- [LISTE DES CONSIGNES]
a - Selon le texte sur l'investissement, quel autre terme emploie-t-on parfois pour traduire Besetzung ?
b - Reprenez le texte sur l'investissement après sa dernière phrase et poursuivez-le.

- [TEXTE À LIRE]
Investissement

= D. : Besetzung. – En. : cathexis. – Es. : carga. – I. : carica ou investimento. – P. : carga ou investimento.

● Concept économique : fait qu’une certaine énergie psychique se trouve attachée à une représentation ou un groupe de représentations, une partie du corps, un objet, etc.

◼ Il est admis de traduire Besetzung par investissement (on trouve parfois : occupation). On fera une remarque à ce propos : le verbe allemand beselzen a de nombreux sens parmi lesquels occuper (par exemple occuper un lieu ou, militairement, une ville, un pays) ; en français, investissement évoque plus spécialement d’une part, en langage militaire, le fait de cerner une place (et non de l’occuper), d’autre part, dans le langage financier, le placement de capital dans une entreprise (sans doute est-ce ce dernier sens qui prévaut aujourd’hui pour la conscience linguistique commune). Les termes allemand et français ne se recouvrent donc pas exactement et le terme français paraît pousser plus spontanément à comparer l' « économie » envisagée par Freud à celle dont traite la science économique.

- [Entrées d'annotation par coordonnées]
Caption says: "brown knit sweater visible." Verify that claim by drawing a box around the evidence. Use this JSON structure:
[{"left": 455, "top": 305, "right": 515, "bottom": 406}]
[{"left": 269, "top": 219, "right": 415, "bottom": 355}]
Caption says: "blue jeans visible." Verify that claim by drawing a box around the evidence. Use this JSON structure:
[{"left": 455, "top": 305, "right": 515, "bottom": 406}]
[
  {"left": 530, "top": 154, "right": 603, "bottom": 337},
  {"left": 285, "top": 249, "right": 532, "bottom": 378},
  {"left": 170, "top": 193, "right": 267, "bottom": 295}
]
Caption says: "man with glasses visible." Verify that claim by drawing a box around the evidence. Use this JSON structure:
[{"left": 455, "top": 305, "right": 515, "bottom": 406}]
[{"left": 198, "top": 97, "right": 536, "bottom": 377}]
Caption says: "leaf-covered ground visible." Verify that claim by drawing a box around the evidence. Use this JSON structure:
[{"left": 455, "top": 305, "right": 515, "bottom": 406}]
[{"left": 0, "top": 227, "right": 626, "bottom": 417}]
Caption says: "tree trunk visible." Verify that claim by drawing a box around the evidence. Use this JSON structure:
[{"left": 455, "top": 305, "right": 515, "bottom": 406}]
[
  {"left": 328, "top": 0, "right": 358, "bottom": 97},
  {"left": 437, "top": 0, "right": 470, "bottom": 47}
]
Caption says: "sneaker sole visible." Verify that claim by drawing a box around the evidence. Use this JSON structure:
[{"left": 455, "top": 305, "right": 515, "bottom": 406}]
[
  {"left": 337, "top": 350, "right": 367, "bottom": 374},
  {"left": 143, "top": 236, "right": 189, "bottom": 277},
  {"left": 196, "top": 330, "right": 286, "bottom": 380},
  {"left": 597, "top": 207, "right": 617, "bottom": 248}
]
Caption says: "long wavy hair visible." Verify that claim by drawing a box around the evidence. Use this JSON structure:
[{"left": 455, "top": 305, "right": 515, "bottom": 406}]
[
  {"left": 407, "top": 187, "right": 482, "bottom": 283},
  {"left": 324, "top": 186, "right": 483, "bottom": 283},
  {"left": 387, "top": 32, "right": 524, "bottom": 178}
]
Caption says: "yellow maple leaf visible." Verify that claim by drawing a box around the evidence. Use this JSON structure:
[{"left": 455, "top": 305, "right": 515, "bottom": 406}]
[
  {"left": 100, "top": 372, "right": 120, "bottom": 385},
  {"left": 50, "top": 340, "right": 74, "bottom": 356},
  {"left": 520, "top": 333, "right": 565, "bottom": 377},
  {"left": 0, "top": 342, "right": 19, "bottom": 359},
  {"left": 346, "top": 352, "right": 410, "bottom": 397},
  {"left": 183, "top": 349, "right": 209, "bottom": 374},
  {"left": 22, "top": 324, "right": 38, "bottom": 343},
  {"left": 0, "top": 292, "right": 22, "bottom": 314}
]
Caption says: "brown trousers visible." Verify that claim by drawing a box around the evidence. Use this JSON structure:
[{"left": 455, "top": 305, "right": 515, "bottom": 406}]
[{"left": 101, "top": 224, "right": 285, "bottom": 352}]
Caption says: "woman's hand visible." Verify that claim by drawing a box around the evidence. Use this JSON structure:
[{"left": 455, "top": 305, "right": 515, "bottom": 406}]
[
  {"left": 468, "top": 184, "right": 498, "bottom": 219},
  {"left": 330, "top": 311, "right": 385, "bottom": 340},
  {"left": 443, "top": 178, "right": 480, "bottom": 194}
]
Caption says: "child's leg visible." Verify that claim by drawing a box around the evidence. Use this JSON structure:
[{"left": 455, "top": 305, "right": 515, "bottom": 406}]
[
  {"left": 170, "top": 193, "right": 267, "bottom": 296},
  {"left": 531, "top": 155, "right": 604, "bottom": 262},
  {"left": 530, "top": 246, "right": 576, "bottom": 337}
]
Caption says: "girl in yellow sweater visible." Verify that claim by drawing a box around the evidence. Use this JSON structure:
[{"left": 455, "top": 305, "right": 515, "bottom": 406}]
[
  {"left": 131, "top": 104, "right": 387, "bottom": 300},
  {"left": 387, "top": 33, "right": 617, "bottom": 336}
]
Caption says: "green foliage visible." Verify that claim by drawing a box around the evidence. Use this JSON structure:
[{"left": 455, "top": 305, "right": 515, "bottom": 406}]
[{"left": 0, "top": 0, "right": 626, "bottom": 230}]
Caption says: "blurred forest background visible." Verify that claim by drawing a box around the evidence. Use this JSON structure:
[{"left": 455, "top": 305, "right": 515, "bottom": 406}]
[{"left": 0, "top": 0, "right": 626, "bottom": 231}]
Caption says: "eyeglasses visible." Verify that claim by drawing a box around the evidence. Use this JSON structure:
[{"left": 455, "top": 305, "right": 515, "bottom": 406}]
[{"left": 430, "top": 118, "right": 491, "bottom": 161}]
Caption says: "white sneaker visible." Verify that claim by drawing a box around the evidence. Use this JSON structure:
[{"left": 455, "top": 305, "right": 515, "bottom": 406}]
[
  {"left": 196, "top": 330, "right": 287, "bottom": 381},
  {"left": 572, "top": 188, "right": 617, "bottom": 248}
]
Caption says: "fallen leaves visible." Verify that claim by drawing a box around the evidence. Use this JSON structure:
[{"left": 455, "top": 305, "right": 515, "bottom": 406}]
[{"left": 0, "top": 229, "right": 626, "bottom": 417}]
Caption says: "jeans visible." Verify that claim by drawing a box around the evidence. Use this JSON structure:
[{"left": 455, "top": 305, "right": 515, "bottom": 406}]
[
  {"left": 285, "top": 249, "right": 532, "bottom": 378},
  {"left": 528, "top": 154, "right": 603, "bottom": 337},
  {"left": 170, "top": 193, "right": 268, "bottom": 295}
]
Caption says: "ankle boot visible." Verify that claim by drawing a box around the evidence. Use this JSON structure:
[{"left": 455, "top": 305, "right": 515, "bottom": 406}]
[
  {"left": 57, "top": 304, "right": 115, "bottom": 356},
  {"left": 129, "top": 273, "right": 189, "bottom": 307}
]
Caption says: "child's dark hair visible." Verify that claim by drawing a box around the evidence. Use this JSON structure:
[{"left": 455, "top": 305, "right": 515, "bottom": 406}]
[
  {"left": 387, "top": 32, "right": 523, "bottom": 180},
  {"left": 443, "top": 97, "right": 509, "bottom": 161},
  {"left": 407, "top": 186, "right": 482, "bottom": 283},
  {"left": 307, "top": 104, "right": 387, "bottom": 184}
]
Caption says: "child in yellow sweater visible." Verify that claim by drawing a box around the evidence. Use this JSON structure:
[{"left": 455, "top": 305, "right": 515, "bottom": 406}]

- [RÉSULTATS DE L'EXERCICE]
a - Occupation.

b -
Le terme de Besetzung est d’un usage constant dans l’œuvre freudienne ; son extension, sa portée ont pu varier mais il est présent à toutes les étapes de la pensée de Freud.

Il apparaît en 1895, dans les Études sur l’hystérie (Studien über Hysterie) et dans le Projet de psychologie scientifique (Entwurf einer Psychologie) ; mais des termes voisins comme « somme d’excitation » « valeur affective » sont même antérieurs (1893,1894) : dès sa préface à l’ouvrage de Bernheim, De la suggestion et de ses applications à la thérapeutique (Die Suggestion und ihre heitwirkung, 1888-9), Freud parle de déplacements d’excitabilité dans le système nerveux (Verschiebungen von Erregbarkeit im Nerven-system). Cette hypothèse a une origine à la fois clinique et théorique.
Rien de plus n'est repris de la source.